## 原文:
# I'll take you any way I can get you



## swim4life

This line is from a man who is flirting with his girlfriend. It's a very simple sentence, but it's difficult to translate it into proper Chinese. Anyone can help? Thanks!


----------



## xiaolijie

Since you speak Chinese, you should first attempt a translation and others may be able to help improving it.


----------



## swim4life

xiaolijie said:


> Since you speak Chinese, you should first attempt a translation and others may be able to help improving it.


Thank you for your patience and for not deleting my "homework." I would translate it this way: 我无论如何都要和你在一起。but I'm not quite sure if it's correct.


----------



## audiencecy

....this is really hard for a non english speaker.
could you give me some explanation in english of this sentence, swim4life?


----------



## viajero_canjeado

audiencey 你好，

這句話沒有上下文就難以知道準確的意思是甚麼，但還是可以解釋一下它一般的用法：take you這裡應該是指跟人家開始進行某種往來的交流，譬如說交往。any way I can get you卻是指，不管你怎麼樣（或者不管對方現在或今後處於任何不良狀態）我仍然就是想要你。我想起了一個適合使用此句話的情形：一個男生愛上了一個女生，以後在她身上發生車禍，他變得不能走路的（半癱瘓），可是男生還是一直堅持“我還是想要你嘛！無論如何都要和你在一起。”

## 待解问题:
1. 请根据这篇讨论英文句子翻译的帖子，回答下面三个小问题。
(a) swim4life 自己给出的中文译法是哪一句？
(b) xiaolijie 建议 swim4life 先做什么？
(c) viajero_canjeado 认为句中的 take you 在这里指什么？
2. 请接着这篇讨论英文句子翻译的帖子写出下一段内容。
后面这些行是另一份独立的材料，和原文的帖子没有关系。

[物体位置标注数据]
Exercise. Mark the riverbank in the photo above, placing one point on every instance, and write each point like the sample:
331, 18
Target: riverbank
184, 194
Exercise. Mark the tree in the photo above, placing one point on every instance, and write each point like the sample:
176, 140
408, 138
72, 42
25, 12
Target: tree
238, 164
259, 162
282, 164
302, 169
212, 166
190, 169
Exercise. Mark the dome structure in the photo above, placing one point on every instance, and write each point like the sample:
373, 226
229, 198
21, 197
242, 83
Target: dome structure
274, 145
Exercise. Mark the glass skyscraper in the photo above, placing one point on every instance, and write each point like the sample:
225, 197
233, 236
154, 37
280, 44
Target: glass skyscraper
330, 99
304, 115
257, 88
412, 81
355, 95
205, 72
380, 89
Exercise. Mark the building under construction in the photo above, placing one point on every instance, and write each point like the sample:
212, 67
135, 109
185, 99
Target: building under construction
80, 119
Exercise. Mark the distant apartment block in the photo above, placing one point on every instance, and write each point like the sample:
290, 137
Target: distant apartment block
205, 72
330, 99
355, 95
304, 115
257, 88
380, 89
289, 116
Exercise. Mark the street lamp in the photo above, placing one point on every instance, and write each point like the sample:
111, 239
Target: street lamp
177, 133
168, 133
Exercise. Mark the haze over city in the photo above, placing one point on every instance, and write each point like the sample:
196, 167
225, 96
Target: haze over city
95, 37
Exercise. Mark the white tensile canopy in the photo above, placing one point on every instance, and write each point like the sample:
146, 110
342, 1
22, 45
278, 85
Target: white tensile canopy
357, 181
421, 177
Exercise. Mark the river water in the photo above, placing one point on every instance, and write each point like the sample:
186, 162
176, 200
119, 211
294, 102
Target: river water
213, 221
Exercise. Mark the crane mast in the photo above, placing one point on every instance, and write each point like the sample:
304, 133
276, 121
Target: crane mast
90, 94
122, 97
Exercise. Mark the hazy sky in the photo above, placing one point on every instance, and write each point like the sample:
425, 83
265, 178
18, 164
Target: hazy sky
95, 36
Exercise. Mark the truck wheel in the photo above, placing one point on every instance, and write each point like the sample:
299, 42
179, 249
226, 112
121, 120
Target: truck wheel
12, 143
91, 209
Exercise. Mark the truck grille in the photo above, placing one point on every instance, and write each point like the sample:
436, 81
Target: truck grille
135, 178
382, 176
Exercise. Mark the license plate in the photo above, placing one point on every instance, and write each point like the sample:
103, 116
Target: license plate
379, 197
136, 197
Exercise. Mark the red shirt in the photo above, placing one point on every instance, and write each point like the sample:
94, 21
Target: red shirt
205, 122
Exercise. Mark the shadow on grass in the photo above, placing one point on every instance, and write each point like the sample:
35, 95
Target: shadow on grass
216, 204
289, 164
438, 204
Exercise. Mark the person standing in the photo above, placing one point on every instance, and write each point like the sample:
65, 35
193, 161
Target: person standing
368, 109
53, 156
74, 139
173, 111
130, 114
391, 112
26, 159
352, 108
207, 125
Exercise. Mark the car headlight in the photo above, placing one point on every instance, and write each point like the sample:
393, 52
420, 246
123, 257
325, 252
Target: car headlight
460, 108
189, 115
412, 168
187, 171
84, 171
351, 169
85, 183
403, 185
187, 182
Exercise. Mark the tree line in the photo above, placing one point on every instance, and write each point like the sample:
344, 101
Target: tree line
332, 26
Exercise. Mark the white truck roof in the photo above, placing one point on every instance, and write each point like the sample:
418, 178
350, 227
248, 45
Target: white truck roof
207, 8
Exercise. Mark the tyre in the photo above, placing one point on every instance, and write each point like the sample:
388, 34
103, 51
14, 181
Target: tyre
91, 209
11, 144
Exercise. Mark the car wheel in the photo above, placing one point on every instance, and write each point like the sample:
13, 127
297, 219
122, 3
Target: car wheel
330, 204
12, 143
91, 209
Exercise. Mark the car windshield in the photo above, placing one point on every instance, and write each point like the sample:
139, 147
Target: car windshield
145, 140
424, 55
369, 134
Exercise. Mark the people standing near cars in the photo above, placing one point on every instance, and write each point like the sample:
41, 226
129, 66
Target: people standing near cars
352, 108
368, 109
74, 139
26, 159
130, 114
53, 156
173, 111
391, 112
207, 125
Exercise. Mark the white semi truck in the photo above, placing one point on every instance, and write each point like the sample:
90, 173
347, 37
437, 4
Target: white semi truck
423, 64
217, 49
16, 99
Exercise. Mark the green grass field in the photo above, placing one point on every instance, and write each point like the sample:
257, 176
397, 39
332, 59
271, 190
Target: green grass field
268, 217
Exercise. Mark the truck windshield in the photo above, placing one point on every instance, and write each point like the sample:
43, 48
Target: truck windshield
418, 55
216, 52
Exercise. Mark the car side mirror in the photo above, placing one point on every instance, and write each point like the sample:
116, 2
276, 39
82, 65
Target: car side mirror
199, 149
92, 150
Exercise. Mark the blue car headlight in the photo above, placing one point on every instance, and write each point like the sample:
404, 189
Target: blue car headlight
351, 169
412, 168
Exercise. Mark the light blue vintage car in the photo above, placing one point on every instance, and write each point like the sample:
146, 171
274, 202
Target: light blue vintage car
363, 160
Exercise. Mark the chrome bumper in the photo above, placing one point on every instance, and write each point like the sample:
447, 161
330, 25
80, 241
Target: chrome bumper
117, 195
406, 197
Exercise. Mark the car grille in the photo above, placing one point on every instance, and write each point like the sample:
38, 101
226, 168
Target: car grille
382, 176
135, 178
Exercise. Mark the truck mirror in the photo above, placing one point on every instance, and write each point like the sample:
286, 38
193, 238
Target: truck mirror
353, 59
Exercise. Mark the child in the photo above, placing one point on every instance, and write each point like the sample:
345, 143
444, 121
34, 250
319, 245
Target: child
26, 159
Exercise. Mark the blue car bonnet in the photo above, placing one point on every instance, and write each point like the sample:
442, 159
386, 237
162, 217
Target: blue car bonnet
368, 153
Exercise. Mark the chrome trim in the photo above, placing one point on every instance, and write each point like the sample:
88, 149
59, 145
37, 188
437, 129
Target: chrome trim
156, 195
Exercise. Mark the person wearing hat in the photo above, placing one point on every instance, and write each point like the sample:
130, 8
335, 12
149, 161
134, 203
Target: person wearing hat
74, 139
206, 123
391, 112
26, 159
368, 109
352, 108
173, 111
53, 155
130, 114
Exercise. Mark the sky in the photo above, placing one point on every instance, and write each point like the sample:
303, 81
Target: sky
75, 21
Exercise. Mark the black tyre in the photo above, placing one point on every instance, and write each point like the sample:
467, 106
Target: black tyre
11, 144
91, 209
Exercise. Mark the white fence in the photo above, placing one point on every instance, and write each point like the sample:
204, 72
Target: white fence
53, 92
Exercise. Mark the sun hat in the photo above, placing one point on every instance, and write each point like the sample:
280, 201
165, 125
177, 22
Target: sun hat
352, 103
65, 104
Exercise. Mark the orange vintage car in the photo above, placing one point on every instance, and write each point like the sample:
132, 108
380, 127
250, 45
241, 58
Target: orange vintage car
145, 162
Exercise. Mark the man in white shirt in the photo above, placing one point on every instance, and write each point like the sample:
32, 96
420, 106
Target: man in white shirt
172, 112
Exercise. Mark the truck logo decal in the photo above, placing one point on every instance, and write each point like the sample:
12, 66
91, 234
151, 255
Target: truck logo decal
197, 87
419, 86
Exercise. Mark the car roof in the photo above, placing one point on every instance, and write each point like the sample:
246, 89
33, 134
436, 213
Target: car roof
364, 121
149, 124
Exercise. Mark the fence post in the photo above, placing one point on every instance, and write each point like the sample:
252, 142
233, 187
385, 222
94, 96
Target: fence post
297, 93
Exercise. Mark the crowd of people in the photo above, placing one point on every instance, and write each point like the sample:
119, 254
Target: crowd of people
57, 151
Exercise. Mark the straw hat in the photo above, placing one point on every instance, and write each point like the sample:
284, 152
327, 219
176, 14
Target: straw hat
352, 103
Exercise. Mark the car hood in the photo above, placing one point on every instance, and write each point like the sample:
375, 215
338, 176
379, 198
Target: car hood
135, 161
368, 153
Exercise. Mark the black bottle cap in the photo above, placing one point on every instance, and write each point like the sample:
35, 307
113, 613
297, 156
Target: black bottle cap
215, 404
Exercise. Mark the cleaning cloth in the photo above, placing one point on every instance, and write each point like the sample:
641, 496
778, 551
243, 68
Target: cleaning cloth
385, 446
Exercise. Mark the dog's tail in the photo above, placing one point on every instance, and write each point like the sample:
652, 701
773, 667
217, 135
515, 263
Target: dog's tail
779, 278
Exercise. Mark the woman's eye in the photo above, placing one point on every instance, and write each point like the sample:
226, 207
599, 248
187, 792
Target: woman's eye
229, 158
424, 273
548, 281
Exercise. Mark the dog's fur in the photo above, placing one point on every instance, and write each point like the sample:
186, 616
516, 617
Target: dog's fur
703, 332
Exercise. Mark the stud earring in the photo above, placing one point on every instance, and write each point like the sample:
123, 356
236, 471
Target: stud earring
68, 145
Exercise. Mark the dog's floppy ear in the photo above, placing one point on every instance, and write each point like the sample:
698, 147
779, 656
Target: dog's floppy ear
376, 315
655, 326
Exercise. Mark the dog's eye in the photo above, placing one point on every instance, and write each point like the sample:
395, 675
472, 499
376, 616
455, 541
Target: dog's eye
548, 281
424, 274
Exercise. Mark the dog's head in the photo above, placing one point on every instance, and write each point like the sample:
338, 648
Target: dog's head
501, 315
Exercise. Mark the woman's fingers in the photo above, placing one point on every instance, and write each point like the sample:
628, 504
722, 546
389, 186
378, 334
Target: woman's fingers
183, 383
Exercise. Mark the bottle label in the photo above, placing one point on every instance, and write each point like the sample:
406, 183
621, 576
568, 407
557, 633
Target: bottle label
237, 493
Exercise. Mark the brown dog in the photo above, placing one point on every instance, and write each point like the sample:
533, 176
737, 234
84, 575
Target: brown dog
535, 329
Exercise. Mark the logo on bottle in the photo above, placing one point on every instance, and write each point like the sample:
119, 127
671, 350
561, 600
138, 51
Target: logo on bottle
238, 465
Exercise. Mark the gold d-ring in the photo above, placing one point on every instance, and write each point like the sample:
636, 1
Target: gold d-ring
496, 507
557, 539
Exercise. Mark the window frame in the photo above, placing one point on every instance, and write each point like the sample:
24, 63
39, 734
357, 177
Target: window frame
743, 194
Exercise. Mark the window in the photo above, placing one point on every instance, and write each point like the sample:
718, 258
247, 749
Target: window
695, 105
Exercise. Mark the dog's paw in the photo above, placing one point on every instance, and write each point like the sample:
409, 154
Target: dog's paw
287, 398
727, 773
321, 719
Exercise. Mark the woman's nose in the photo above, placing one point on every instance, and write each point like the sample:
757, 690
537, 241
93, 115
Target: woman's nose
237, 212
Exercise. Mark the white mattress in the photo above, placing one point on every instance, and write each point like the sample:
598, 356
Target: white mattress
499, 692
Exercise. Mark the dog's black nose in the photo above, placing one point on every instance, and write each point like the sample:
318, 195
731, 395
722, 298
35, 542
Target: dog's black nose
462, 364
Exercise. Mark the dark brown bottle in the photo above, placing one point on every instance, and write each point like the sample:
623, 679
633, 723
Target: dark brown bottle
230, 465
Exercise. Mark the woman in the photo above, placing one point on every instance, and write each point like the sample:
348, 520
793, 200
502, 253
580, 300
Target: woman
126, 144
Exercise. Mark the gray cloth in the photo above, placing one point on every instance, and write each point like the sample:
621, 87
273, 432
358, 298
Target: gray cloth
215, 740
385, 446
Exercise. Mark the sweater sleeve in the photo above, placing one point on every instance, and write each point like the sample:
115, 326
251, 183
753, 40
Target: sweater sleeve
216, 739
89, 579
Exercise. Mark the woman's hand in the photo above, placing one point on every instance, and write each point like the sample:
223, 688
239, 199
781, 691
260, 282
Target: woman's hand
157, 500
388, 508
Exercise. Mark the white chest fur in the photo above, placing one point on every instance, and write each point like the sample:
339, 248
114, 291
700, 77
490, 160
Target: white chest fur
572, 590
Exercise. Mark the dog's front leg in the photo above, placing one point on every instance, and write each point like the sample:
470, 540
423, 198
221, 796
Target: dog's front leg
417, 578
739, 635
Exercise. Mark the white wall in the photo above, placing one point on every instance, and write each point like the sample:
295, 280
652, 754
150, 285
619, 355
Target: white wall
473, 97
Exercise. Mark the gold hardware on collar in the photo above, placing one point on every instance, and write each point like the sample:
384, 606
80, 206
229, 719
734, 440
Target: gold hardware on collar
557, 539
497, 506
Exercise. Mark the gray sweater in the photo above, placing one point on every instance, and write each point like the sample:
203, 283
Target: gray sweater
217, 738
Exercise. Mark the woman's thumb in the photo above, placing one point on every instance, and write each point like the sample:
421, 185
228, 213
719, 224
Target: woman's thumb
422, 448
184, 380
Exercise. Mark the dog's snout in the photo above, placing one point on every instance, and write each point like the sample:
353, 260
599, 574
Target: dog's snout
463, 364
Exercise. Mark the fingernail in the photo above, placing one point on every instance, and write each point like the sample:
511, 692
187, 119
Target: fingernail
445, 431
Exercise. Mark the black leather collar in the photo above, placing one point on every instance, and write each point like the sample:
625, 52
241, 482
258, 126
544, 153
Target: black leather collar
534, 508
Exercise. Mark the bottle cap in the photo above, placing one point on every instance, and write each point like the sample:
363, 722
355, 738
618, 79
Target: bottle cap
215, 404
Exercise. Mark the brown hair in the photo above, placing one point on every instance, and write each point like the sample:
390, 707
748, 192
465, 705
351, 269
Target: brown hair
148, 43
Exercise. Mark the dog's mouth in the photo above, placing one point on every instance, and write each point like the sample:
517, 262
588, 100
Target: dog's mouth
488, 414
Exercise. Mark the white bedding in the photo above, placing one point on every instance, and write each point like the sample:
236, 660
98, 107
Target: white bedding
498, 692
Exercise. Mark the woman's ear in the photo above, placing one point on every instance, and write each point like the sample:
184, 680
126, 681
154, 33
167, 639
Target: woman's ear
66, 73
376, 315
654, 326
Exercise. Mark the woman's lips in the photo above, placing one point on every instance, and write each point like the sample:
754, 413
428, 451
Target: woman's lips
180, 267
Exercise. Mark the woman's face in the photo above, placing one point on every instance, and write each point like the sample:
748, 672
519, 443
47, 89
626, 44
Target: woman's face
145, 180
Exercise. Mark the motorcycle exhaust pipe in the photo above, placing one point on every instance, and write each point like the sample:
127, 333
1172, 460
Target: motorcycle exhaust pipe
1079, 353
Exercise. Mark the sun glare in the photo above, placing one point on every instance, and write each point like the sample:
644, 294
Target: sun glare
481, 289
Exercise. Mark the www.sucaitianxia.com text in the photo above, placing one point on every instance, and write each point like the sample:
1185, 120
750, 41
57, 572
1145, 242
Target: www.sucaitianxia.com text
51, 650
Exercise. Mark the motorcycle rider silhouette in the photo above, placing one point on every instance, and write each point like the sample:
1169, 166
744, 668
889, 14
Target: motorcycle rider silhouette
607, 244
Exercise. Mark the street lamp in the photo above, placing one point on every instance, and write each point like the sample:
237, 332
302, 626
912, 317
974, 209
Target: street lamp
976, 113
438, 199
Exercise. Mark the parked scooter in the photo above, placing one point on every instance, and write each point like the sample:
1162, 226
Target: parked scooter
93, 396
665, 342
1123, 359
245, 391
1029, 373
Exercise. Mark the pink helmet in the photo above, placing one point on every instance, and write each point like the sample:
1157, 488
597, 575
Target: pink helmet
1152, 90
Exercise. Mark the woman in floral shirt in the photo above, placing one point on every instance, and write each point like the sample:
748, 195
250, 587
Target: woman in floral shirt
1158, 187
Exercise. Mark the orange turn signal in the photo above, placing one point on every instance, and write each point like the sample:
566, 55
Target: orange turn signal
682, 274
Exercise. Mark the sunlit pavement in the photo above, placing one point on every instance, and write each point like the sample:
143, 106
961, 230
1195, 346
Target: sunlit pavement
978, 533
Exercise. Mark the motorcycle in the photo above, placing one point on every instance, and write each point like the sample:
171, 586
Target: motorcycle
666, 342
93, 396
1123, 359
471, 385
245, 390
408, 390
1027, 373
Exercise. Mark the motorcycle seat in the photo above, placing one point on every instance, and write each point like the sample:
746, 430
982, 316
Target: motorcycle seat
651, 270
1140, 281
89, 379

## 逐题答案:
1.
(a) 我无论如何都要和你在一起。
(b) 先自己尝试翻译，再让别人帮忙改进。
(c) 指跟人家开始进行某种往来的交流，譬如说交往。

2.
希望這樣比較清楚一些！


----------



## audiencecy

yup,now I can understand it's meaning. thank you viajero.


----------



## toicy

那我就不明白了. 為什麼any way i can get you 是指 "不管你怎麼樣"? 完全搞不懂/.\  可不可以教我怎麼分拆這句句子? 謝


----------



## viajero_canjeado

any這裡是指「任何」的意思吧。way可以說是「方式」或「動態」。所以「任何方式」用字然的中文應該要說「不管怎麼樣」。

我再給你些相關例子：
Any person that goes near the cat gets scratched. =   誰靠近那隻貓都會被抓。
I'm hungry, so I'll take any scrap you can spare. = 我肚子餓，你甚麼多餘的可以給我，我都接受。
In business, you have to do things the right way to maintain a good reputation. =  做生意者，須使用對的方法處理事情，不然聲名就會被破壞。
I can't stand to see you this way. =  我好不喜歡看你這個樣子/處於這種動態。


----------



## Lyfia

> 我无论如何都要和你在一起。


与此相比 我觉得是“我无论如何都要得到你”诶……
因为一直在用take, get这样的词…
我的理解的话原句应该是i will take you by all means possible这样的> <。我会想尽办法得到你。


----------



## toicy

re viajero: Indeed I understand what "any way" means. But I am confused that "any way i can get you" implies "不管你怎麼樣（或者不管對方現在或今後處於任何不良狀態）我仍然就是想要你"

In my mind, "any way i can get you" means "不論用任何方法, 做一些東西, 主動去get you", but not "被動地接受她的不良狀".
The whole line means (in my mind) 不論用任何方法,我都要得到你, 從而與你一起.(中間不涉及任何對女方的不良狀態誠諾)
Is mine a kind of Chinglish?


----------



## toicy

Lyfia 的理解和我相同@@. 不知是對是錯.


----------



## viajero_canjeado

有上下文能參考就比較容易知道到底是什麼意思。總之，我給你的只是例子：因為way有很多意思，所以用來代表『接受她的不良狀』也是可以的。而且，兩人在風情，恐怕如果男的說"I'll take you by any means possible"，對方會覺得他要綁架她。。


----------



## wanxf

我会用尽任何能得到你的方法得到你


----------



## Ghabi

Lyfia said:


> 与此相比 我觉得是“我无论如何都要得到你”诶……





toicy said:


> The whole line means (in my mind) 不論用任何方法,我都要得到你, 從而與你一起.(中間不涉及任何對女方的不良狀態誠諾)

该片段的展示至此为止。